*EXERCISE TASK 1*. Locate each line in the records that contains the word "wheel", and copy those lines.

══ DOCUMENT TEXT ══

Service level objectives (SLOs)
This page defines customer-facing reliability targets for the SREDSimplify production environment (prd). It is a living document: when architecture or traffic changes, update SLOs and linked runbooks together.
Scope
| Surface | Users | Notes |
|---|---|---|
| Web application (Next.js) | End customers and internal operators | Includes marketing pages and authenticated workspace |
| API (Spring Boot) | Web client and integrations | JWT on custom auth header per API contract |
| Python document service | Invoked from backend workflows | Long-running AI and document jobs |
Availability SLOs (draft)
These are targets until historical metrics back them; treat the percentages as design goals for alerting thresholds.
| Service | Monthly availability target | Measurement window |
|---|---|---|
| Web + API (synthetic or edge checks) | 99.5% | Rolling 30 days |
| Background document jobs | 99.0% | Job success rate over completed jobs |
Error budget (conceptual)

═══
══ DATA ENTRIES ══

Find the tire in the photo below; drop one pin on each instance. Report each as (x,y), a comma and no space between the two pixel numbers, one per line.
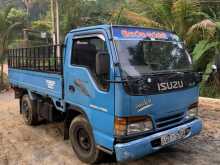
(29,111)
(83,142)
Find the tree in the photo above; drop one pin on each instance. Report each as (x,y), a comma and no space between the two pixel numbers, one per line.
(9,19)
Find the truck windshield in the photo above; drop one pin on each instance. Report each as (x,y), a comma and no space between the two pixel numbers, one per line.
(142,57)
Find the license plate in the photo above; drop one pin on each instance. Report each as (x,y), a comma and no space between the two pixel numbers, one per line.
(169,138)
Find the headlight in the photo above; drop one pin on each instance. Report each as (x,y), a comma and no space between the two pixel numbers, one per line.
(132,125)
(192,111)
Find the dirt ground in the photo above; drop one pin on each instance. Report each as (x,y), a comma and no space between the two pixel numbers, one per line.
(44,145)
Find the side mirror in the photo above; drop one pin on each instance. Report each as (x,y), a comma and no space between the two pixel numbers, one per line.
(102,63)
(214,69)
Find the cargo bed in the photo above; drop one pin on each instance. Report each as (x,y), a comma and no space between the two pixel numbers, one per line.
(39,82)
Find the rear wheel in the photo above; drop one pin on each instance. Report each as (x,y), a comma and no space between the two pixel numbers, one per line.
(29,111)
(82,141)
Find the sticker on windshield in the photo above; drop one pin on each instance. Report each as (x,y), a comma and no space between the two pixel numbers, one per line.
(141,33)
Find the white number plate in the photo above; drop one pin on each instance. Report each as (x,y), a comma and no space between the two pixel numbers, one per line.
(181,134)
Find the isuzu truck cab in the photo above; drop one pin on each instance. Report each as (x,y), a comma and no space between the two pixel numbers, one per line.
(122,90)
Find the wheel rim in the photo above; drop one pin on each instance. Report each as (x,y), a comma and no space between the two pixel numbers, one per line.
(25,110)
(83,139)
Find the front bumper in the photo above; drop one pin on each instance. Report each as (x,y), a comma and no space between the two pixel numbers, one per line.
(141,147)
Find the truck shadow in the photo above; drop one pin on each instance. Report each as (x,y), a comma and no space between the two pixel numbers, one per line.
(167,155)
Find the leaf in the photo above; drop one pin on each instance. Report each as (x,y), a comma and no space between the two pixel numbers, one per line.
(201,48)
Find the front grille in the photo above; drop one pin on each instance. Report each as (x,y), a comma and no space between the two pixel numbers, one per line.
(166,121)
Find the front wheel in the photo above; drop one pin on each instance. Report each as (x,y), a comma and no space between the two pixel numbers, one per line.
(82,141)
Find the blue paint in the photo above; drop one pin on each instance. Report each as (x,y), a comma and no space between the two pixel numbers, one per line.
(121,32)
(101,107)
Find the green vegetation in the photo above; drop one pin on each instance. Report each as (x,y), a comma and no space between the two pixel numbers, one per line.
(198,24)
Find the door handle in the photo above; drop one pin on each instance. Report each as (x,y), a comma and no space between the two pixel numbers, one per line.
(72,88)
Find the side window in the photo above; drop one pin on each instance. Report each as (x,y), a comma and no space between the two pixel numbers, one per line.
(85,52)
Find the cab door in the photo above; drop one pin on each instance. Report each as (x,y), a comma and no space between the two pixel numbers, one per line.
(87,89)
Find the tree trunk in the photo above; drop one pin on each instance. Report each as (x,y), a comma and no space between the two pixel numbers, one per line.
(2,74)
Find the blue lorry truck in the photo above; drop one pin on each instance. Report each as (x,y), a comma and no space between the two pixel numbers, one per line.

═══

*EXERCISE TASK 2*. According to the service level objectives page, what monthly availability target is set for background document jobs?

*OUTPUT 1*.
Find the rear wheel in the photo above; drop one pin on each instance. Report each as (x,y), a comma and no space between the two pixel numbers, one per line.
Find the wheel rim in the photo above; drop one pin on each instance. Report each as (x,y), a comma and no space between the two pixel numbers, one per line.
Find the front wheel in the photo above; drop one pin on each instance. Report each as (x,y), a comma and no space between the two pixel numbers, one per line.

*OUTPUT 2*. 99.0%